*TASKS TO COMPLETE*
1. List every dollar amount that appears in the passage on physical mapping costs.
2. Reproduce the passage on physical mapping word for word, starting at the words containing "Arrays have a" and ending after "the physical map.".

======== PASSAGE FOR REVIEW

Remember, the estimate for constructing a physical map for a mammalian species is on the order of $100K, and this is for a method (radiation hybrid) which appears to need approximately 100 pools for a decent map. So, given the costs estimated above that would be perhaps as low as $5000 ($100/sample pair) to $50,000 -- quite a range. Any next-gen approach needs to come at that price or lower for typing the pools -- unless it somehow delivers some really valuable information OR is the major route of acquiring sequence (in which case the physical map cost is folded into the sequencing cost). That's unlikely to be a wise strategy, but I'll cover that in another post dealing with a technology that is tempting in that direction.

Arrays have a bunch of other advantages. If you have contaminating DNA -- and know its sequence -- you can use that to design array probes that won't hybridize to the contaminant. In some cases that may blind the design to some important genes, but often it won't be a problem. Probes can also be chosen very deliberately; there's no element of chance here. Probes can also be chosen almost regardless of the size of a sequence island, so even very tiny islands in a draft assembly can be placed on the physical map.

Shotgun Sequencing


In contrast, another approach would be to use shotgun libraries for the mapping. Each library would represent a different pool, and to keep cost from mushrooming a high degree of multiplexing will be required. Having the ability to cheaply prepare and multiplex 10s or 100s of libraries together will be a generally useful technology. But, a straight shotgun approach has all sorts of drawbacks versus arrays.

================
======== SUPPLIED RECORDS

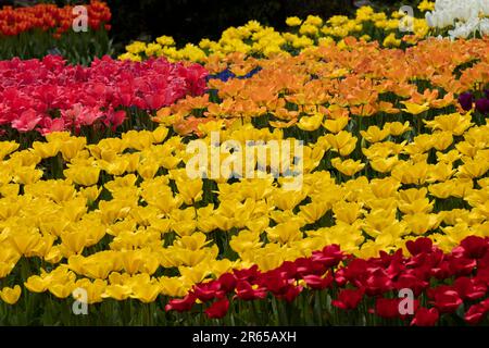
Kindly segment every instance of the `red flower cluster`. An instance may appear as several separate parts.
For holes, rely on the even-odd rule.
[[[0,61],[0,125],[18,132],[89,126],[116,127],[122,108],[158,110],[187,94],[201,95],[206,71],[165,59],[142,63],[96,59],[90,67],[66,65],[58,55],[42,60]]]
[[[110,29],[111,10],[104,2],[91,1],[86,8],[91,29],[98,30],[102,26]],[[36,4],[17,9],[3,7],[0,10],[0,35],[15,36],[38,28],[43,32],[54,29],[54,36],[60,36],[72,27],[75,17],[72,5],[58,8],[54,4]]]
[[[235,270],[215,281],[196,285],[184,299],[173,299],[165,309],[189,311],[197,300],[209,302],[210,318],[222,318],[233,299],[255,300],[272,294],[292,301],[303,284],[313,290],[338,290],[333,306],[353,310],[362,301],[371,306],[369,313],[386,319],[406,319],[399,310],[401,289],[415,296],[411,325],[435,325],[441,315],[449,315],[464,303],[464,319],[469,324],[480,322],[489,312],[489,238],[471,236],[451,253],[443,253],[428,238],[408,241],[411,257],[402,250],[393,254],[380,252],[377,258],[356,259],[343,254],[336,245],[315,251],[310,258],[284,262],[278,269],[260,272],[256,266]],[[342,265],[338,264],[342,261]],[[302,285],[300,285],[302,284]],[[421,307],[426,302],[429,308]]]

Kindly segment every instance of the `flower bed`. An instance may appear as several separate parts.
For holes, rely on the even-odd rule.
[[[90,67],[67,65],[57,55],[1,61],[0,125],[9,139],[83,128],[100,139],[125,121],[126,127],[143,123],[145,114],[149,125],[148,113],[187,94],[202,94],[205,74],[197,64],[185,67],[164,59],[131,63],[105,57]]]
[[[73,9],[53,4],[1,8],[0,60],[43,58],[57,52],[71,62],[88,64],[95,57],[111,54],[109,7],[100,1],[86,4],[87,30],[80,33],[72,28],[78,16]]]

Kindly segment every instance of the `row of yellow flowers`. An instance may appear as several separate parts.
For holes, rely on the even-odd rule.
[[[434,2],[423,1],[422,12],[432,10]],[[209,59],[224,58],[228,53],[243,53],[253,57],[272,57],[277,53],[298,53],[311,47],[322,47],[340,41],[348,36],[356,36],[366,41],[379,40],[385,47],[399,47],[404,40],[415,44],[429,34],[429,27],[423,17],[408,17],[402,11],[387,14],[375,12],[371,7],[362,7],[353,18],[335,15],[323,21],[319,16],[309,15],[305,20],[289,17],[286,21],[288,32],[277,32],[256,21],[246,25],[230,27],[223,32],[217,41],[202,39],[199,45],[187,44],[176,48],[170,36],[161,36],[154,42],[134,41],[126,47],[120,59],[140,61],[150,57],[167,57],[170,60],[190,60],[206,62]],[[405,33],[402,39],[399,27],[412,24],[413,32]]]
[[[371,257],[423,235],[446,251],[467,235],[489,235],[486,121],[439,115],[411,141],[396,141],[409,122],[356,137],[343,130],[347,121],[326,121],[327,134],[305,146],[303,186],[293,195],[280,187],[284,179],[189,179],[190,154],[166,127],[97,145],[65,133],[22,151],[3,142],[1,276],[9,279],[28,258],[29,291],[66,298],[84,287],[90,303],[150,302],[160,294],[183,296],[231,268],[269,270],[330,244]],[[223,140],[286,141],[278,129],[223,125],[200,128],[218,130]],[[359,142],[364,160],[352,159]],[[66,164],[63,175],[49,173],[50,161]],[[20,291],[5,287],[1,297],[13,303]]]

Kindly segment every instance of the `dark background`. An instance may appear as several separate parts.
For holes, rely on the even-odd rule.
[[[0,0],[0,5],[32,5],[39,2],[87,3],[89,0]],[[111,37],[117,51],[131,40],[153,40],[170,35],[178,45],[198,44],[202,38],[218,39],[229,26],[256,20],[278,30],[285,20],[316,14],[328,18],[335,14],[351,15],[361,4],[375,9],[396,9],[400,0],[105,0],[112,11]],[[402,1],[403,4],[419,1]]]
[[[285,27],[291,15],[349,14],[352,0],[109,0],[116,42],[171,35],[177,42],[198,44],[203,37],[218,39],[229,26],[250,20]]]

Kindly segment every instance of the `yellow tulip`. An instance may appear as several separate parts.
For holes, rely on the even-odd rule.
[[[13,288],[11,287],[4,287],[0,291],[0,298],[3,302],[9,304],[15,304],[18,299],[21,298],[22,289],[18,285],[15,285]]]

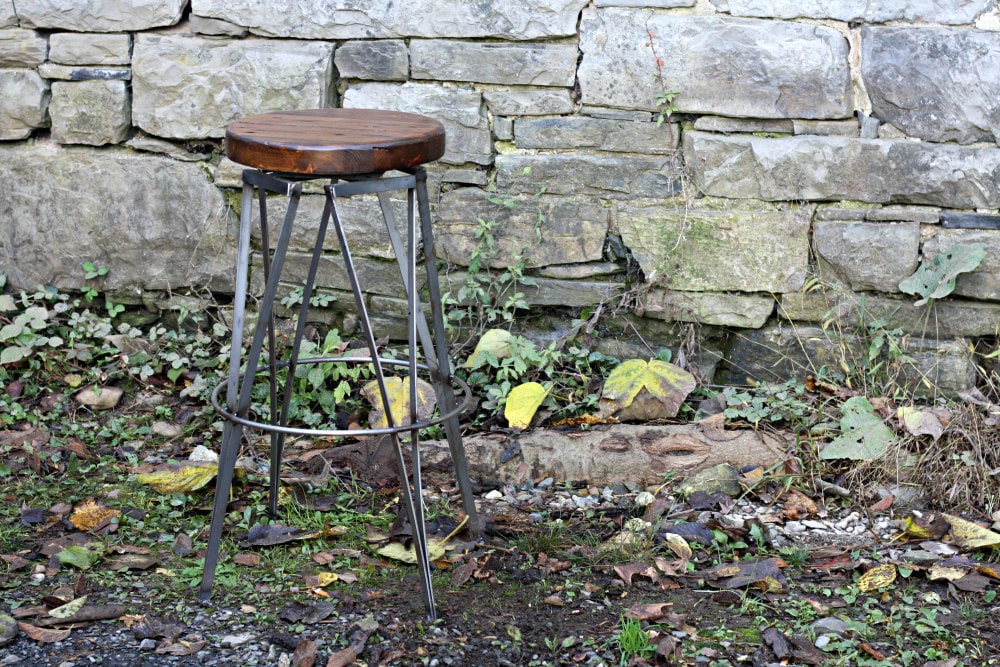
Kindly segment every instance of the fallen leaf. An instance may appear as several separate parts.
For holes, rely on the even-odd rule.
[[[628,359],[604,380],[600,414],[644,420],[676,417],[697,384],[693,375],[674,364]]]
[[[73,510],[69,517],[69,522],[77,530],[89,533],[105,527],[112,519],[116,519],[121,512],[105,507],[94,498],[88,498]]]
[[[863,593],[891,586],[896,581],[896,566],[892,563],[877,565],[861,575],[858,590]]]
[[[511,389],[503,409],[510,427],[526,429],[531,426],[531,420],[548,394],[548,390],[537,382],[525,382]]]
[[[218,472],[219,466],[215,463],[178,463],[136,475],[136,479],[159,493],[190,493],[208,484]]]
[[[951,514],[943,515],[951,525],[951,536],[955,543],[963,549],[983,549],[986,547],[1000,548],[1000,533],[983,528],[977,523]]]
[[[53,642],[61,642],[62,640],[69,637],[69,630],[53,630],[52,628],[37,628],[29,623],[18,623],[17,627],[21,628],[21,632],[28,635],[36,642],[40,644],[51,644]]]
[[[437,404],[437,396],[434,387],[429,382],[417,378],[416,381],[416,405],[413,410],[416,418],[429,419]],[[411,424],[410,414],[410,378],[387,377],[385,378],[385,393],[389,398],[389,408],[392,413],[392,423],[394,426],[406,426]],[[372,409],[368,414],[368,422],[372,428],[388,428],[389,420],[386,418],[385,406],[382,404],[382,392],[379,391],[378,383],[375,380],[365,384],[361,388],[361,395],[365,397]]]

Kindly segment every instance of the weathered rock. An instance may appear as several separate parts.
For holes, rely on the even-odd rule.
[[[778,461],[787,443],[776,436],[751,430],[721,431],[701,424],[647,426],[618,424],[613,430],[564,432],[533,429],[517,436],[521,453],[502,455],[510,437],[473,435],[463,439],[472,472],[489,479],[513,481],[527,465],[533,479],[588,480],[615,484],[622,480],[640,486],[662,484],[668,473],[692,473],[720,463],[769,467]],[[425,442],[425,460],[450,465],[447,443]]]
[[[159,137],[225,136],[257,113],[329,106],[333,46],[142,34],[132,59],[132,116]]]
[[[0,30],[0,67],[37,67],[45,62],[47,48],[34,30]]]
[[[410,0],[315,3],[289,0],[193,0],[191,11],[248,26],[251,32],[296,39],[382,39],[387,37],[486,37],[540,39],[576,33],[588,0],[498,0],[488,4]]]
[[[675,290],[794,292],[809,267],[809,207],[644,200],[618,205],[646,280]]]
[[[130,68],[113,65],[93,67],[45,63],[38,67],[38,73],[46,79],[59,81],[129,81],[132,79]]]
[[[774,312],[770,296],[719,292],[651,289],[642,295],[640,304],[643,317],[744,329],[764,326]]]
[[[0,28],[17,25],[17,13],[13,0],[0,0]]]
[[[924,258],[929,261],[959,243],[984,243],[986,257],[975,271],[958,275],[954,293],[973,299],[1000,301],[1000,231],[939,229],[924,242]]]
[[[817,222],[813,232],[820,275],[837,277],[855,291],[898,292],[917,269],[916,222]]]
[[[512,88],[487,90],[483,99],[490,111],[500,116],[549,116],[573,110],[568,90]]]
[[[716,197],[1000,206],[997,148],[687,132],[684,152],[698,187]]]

================

*TASK RESULTS*
1. $100K, $5000, $100, $50,000

2.
Arrays have a bunch of other advantages. If you have contaminating DNA -- and know its sequence -- you can use that to design array probes that won't hybridize to the contaminant. In some cases that may blind the design to some important genes, but often it won't be a problem. Probes can also be chosen very deliberately; there's no element of chance here. Probes can also be chosen almost regardless of the size of a sequence island, so even very tiny islands in a draft assembly can be placed on the physical map.